WHAT NEEDS TO BE DONE
Using the passage below on filmmakers outside Hollywood, answer each question briefly.
(a) Which three countries does the speaker name as sources of the movies he often sees?
(b) How does the speaker judge the practice of deliberately avoiding Hollywood's rules?
(c) According to the speaker, what does a larger box office take indicate?

TEXT SEGMENT
Michael: Often times I see movies from England, or Australia, or Canada or possibly even non-English speaking countries but mostly there and the conclusion I draw is, that there is sort of this underlying belief that we can’t out-Hollywood Hollywood.

So what we’re going to do is, we’re going to sort of bend over backwards to not follow the rules of Hollywood. We’re going to not give it clear happy endings, we’re going to make the ending obscure or inconclusive, or we’re going to have it sort of a bummer or nothing is really going to be different or we’re gonna take somebody on an odyssey that isn’t really structured in the same way.

I believe that’s a big mistake.

And here’s why: it doesn’t matter if a movie makes a lot of money or not per se, you can’t just be going after money. But there is something about big box office and that is: the more money it makes at the box office, the more people were touched emotionally by your work.

AVAILABLE DATA
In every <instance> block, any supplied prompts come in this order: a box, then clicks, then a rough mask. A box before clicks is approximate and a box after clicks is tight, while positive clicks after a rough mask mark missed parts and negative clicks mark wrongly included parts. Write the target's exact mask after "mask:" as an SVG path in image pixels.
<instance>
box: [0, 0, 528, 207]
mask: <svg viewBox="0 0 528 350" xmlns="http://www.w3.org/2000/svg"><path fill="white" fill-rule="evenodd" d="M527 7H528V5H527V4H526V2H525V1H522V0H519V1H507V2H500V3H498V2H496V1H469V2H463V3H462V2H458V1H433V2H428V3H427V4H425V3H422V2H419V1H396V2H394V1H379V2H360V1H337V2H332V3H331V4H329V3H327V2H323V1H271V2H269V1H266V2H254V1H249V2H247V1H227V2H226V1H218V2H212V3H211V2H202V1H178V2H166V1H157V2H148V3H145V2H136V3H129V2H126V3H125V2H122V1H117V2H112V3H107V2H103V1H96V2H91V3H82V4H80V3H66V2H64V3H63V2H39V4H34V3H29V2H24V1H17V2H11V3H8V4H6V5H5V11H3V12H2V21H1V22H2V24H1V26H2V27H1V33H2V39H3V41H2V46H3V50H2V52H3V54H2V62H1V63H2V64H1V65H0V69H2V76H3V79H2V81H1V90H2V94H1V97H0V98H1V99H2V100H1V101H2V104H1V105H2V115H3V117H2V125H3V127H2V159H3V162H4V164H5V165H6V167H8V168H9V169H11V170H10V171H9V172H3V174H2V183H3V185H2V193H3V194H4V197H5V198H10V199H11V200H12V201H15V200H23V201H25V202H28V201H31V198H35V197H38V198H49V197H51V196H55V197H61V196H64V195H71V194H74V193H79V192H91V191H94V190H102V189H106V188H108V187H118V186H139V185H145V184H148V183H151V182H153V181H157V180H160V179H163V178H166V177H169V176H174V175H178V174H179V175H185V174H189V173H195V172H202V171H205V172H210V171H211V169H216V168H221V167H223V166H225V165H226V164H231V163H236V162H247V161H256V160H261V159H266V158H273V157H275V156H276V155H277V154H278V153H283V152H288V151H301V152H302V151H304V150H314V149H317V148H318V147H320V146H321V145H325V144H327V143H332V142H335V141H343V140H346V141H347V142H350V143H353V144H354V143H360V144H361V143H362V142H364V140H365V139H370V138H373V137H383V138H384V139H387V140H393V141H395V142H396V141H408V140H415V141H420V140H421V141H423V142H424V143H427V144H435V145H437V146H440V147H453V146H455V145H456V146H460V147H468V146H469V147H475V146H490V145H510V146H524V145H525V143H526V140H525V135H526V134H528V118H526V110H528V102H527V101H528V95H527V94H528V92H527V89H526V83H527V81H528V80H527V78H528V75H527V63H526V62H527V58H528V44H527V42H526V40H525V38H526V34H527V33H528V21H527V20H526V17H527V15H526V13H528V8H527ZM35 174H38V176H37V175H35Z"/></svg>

WRITTEN RESPONSE
(a) England, Australia and Canada.
(b) He considers it a big mistake.
(c) That more people were emotionally touched by the work.